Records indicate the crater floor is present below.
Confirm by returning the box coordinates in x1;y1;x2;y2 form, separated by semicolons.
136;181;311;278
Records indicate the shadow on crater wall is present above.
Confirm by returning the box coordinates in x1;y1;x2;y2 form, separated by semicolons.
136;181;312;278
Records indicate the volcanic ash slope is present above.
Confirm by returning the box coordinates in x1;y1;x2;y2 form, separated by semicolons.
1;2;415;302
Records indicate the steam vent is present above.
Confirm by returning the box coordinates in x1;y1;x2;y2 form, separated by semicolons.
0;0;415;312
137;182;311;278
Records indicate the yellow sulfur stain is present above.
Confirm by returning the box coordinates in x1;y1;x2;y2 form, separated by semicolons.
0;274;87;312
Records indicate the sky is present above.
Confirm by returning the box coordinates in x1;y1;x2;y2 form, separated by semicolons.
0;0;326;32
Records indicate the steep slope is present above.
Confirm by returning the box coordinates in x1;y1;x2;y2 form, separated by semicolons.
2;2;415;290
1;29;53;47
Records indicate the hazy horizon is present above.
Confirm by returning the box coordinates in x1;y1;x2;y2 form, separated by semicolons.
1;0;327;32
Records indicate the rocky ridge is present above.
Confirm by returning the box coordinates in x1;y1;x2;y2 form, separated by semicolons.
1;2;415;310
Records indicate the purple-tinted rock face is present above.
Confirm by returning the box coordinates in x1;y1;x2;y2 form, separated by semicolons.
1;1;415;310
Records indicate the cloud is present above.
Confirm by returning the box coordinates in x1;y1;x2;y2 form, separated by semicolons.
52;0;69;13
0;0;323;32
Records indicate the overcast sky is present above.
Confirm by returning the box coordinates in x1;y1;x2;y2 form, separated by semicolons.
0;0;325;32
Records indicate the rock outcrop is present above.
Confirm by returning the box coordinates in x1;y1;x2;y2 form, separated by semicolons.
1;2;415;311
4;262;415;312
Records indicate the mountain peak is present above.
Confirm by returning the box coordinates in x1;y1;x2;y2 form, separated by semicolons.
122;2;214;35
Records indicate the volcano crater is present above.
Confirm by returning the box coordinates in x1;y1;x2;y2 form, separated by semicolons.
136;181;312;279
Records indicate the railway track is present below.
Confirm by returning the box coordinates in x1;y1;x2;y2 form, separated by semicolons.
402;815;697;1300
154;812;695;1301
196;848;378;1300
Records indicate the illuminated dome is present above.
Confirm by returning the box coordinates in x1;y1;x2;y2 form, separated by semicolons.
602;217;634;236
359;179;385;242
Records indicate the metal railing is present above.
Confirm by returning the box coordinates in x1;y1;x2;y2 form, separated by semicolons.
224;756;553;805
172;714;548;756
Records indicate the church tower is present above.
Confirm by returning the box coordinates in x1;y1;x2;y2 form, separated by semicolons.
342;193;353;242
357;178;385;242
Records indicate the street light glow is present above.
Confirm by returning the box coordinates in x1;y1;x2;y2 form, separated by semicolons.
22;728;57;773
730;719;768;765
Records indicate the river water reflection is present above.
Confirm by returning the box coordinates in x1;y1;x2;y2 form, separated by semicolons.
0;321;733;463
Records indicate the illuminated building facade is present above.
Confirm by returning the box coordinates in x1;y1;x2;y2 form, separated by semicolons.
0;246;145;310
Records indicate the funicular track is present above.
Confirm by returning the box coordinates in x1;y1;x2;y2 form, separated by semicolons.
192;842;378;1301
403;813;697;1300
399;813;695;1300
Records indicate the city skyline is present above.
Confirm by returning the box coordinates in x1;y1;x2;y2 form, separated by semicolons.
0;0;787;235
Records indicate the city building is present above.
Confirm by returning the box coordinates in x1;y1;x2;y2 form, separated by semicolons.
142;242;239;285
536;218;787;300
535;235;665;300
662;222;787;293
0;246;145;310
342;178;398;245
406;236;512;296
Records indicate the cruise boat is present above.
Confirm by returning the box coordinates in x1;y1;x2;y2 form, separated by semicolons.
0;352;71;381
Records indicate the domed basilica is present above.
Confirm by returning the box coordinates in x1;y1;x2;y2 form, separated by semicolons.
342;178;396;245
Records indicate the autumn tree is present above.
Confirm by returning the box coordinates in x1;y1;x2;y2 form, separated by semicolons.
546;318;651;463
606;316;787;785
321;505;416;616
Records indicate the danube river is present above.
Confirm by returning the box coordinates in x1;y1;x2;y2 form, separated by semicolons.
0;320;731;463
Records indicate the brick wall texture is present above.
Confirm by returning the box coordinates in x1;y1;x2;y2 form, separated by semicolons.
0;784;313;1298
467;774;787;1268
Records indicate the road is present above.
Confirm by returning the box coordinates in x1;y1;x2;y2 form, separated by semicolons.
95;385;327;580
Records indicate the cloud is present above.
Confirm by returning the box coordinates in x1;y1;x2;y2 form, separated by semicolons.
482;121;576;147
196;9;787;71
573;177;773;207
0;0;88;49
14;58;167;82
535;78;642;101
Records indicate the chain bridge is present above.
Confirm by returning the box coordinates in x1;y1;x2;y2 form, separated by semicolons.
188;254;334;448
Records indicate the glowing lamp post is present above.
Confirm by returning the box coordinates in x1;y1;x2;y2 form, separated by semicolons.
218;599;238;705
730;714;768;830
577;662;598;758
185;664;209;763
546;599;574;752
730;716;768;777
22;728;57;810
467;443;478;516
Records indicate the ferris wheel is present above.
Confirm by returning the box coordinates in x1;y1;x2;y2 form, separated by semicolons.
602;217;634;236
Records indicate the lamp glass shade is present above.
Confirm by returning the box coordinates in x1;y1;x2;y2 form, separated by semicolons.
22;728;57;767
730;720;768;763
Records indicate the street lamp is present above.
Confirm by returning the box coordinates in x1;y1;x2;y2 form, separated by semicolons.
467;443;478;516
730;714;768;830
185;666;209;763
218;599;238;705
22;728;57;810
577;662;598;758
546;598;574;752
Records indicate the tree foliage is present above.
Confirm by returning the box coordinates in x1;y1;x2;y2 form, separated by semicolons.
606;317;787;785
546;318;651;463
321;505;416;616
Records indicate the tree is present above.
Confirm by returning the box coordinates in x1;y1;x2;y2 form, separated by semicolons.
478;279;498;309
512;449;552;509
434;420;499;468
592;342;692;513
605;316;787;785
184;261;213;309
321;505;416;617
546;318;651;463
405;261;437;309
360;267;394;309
------------------------------------------------
▶ DIRECTIONS FOR THIS TASK
Please copy out, unchanged, the part of the entries above that opens with the line containing "Records indicate the metal" and closes with the line containing "0;321;733;463".

▶ REPLY TO THE TASK
Records indicate the metal railing is present above.
Confirm by returning the box coordinates in x1;y1;x2;y2 form, separated by semicolons.
224;756;553;805
172;714;548;756
Records indicate the church tower is present above.
Confirm by returning the box coordinates in x1;y1;x2;y2 form, separated by semicolons.
342;193;353;242
357;178;385;242
Records indicate the street light glow is present above.
Confirm by returning the box coordinates in x1;y1;x2;y2 form, separated by semicolons.
22;728;57;773
730;719;768;765
Records indicate the river water reflection is present above.
Confirm by returning the box coordinates in x1;y1;x2;y2 form, separated by semicolons.
0;321;733;463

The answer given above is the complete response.